_SELECTED PASSAGE:_
Article
Comment
Community
Development
5 min read

Religion and prosperity: how Nigeria’s diaspora is changing the West

Superlatives may describe Nigeria, but it is vital to understand what drives its people, especially those abroad.

Chris Wadibia is an academic advising on faith-based challenges. His research includes political Pentecostalism, global Christianity, and development. 

Market in Lagos Nigeria
Mushin Market in Lagos.
Omoeko Media, via Wikimedia Commons

Superpower superlatives 

Nigeria is the economic and human capital giant of Africa. Nigeria has almost 100 million more people than Ethiopia, the country with the continent’s second largest population. Nigeria’s 2021 GDP of $440bn led the continent for the eighth consecutive year. Helped, no doubt by its oil production, the second biggest in Africa. Since gaining independence in 1960, the Nigerian economy has suffered from incessant fluctuations but its population has experienced consistent growth. As of today, Nigeria’s population of 211 million is about two-thirds the population of the United States’ 332 million. All living on sovereign territory one and a half times the size of Texas.

The oil curse 

Spotlighting these statistics uncovers another side of Nigeria's place in ‘Giant of Africa’ discourses. With over 300 distinctive ethnic groups, it has one of Africa's highest levels of population density. Ethnic competition for control of state economic resources, mainly oil revenues, has evolved into a leading theme influencing Nigeria's postcolonial development. Nigeria first discovered its oil-harvesting potential in 1956. However, the oil curse, and the high-level corruption that characterises it, would not fully commandeer Nigerian governance until the concluding decades of the 20th century. Some have argued that the curse of corruption grew in these decades into a chief impediment preventing national development. Nigeria is equally blessed and cursed, and this curse affects how it behaves internally.   

Transnationalism 

High potential Nigeria is hobbled by a curse that also has significant effects internationally. Thanks to Nigeria's large diaspora, these effects impact the UK. It is therefore important to understand who this diaspora is and what it believes. Many have written about the relationship between corruption, transnationalismm, and capital flight in Nigeria; however, another, less researched case of trans-nationalisation has unfolded in recent Nigerian history that has relevance for global economics. Since the 1980s, many thousands of Nigerian Christians have emigrated abroad to the UK, USA, and beyond, regularly citing economic, political, and religious factors as influences behind their decision to leave.  

This emigration takes with it a practice that has reshaped not only Nigeria but the destination countries. It has led to the dawning reality among people researching global Christianity that Christendom's geographical locus of power, in terms of total number of Christians and theological influence, is shifting away from the West to the Global South. The faith of the immigrants drives their emigration and results in a variety of economic and social impacts in their destination countries. So, it is vital to understand their faith and its practices. More than any other Christian denomination in Nigeria, the confluence of Christian spirituality, migration, and economics heavily informs the religiosity of Pentecostals, whose churches frequently send them out as missionaries in service of a highly ambitious vision to evangelise the entire non-Christian world.  

What drives the diaspora?

[Photo object pointing data]
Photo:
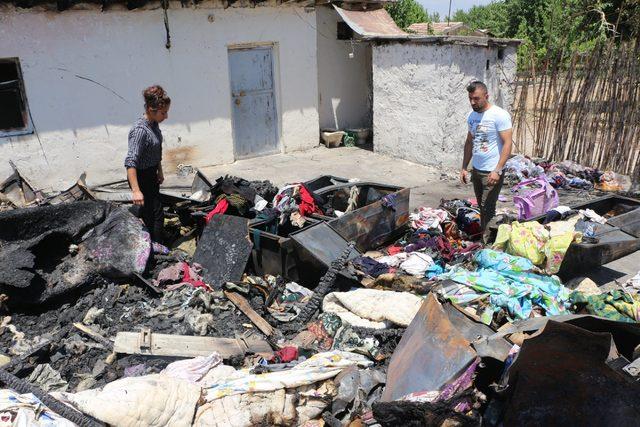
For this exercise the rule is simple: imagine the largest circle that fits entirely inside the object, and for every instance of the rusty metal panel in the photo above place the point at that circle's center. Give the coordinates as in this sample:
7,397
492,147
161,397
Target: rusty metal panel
370,22
431,353
560,378
372,225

_PROBLEMS AND TASKS:_
**a.** Based on the article on Nigeria's diaspora, do these statements agree with it? (i) Nigeria first discovered its oil-harvesting potential in 1960. (ii) Nigeria's population is about two-thirds that of the United States. (iii) Since the 1980s, many thousands of Nigerian Christians have emigrated to the UK and the USA. For each, answer yes or no and quote the deciding words.
**b.** Write what comes next in the article on Nigeria's diaspora, picking up from the final heading.

_EXERCISE ANSWERS:_
**a.**
(i) No: "Nigeria first discovered its oil-harvesting potential in 1956."
(ii) Yes: "Nigeria’s population of 211 million is about two-thirds the population of the United States’ 332 million."
(iii) Yes: "Since the 1980s, many thousands of Nigerian Christians have emigrated abroad to the UK, USA, and beyond"

**b.**
Nigerian Pentecostals relocate to the UK emigrate with two main interests: evangelising Britons and building personal wealth. In recent decades, the prosperity gospel has emerged as the defining doctrine of Nigerian Pentecostalism, the country's most politically and economically dynamic denomination. The prosperity gospel lionizes wealth and its linchpin theological premise argues that God wants Christians to enjoy this-worldly lives characterised by material blessings and holistic success. Believers in the prosperity gospel understand material wealth as an important component of their spiritual inheritance and ardently strive to secure material prosperity for themselves and families.   

The materially intoxicating nature of prosperity gospel sensibilities have spilled over into other denominations in Nigerian Christendom to the extent that many Nigerian Christians today believe that God wants them to enjoy a life marked by wealth and health. Correlations between belief in prosperity theology and increased individual wealth remain difficult to prove indisputably, but the prosperity gospel's way of inculcating in believers the desirability of material wealth certainly makes them more comfortable working to acquire it, whether in the UK or the USA or elsewhere.  

Go global 

With upwards of 1.3bn people of Black and African descent living worldwide, Nigerians account for over one out of every six Black and African individuals globally. The instilling of prosperity gospel-friendly values in the minds of globally mobile Nigerian Christians conditions the latter to contribute to the local economies of their new home countries.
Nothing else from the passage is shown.